- **What to work on**: All lines from the one with "Where can the house" to the end of the listing below are to be transcribed exactly; both end lines are included, and no other lines are.

- **Exercise input**:
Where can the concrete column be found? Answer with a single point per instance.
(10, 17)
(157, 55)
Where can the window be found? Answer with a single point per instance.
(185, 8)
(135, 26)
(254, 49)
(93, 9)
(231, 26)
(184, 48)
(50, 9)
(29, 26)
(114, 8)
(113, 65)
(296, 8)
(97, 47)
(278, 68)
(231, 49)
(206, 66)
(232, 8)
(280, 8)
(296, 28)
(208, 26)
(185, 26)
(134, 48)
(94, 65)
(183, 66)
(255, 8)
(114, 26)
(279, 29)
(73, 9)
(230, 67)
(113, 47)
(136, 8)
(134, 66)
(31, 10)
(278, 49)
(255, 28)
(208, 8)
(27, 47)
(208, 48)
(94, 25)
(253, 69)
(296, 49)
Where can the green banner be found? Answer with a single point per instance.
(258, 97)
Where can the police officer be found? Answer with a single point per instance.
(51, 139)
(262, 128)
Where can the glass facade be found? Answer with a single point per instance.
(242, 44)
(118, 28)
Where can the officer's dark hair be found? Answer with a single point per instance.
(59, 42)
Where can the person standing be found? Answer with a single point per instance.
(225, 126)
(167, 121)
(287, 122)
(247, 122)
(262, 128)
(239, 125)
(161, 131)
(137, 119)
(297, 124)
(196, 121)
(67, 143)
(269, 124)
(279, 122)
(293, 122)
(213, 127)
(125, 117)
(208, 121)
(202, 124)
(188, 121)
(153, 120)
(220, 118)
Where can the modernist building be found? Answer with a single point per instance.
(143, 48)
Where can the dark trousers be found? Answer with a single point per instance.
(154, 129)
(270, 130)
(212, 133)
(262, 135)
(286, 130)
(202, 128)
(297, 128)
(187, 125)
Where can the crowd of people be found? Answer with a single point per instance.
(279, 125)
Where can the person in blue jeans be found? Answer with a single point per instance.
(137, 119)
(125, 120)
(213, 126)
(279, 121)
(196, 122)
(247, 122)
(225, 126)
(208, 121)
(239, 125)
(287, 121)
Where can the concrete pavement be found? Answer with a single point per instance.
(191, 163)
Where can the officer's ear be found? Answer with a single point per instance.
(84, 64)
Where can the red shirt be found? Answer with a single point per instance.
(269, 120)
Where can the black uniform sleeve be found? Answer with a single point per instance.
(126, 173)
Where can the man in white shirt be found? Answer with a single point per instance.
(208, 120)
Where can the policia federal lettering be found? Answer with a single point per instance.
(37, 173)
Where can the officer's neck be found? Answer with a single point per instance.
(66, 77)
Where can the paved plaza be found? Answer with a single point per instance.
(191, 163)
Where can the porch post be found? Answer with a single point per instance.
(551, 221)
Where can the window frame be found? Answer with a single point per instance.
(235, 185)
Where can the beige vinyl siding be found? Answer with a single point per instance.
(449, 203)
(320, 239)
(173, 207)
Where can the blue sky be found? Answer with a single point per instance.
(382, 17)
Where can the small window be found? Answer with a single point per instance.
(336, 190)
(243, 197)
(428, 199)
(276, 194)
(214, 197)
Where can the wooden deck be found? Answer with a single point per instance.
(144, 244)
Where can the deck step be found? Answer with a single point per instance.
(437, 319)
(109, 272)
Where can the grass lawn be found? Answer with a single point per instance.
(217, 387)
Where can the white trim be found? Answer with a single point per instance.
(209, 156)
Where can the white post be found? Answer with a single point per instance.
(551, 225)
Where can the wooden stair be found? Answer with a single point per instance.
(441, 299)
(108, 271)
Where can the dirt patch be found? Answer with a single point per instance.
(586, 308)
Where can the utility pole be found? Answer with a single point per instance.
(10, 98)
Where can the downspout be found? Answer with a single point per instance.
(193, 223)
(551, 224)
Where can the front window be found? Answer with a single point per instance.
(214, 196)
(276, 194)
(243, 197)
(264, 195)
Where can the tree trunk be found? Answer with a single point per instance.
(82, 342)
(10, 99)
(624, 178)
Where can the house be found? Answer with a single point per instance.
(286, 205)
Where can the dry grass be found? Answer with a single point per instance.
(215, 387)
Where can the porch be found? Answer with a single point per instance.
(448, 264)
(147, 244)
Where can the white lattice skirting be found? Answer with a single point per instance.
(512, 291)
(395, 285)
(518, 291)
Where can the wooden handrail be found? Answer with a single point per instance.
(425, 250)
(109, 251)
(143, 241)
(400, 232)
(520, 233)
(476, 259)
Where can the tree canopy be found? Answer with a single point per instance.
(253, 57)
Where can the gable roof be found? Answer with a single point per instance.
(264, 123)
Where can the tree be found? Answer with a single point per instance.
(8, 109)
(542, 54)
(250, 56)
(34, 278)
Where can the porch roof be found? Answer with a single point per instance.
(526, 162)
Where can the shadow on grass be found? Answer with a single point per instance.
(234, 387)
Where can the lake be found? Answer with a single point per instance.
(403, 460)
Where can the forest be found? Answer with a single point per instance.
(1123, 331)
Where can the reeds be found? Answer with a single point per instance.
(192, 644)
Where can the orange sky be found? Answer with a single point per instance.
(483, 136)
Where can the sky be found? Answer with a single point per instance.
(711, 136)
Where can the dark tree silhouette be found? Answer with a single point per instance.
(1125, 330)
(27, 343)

- **Response area**:
Where can the house be found? Answer with a single point per instance.
(286, 205)
Where can the dry grass be found? Answer with a single point per instance.
(215, 387)
Where can the porch be found? Answer with a single point per instance.
(448, 264)
(147, 244)
Where can the white lattice skirting be found? Answer with a single point per instance.
(512, 291)
(395, 285)
(518, 291)
Where can the wooden handrail be found? Answer with a single point per instance.
(425, 250)
(109, 251)
(143, 241)
(400, 232)
(520, 233)
(476, 259)
Where can the tree canopy be found? Answer with a single point per instance.
(253, 57)
Where can the gable roof be found? Answer with a single point per instance.
(264, 123)
Where can the tree be found? Answer with a single point per instance.
(8, 109)
(542, 54)
(250, 56)
(34, 278)
Where can the porch roof be found? Answer with a single point per instance.
(526, 162)
Where can the shadow on grass be found? Answer with a single point per instance.
(234, 387)
Where can the lake be found? Answer with a single point per instance.
(403, 460)
Where can the forest be found? Answer with a single point per instance.
(1123, 331)
Where can the reeds be found? Answer with a single point per instance.
(192, 644)
Where can the orange sky be found? Answer with a single point per instance.
(483, 136)
Where can the sky be found? Answer with a single point per instance.
(711, 136)
Where can the dark tree silhouette be found? Answer with a single point per instance.
(1125, 330)
(27, 343)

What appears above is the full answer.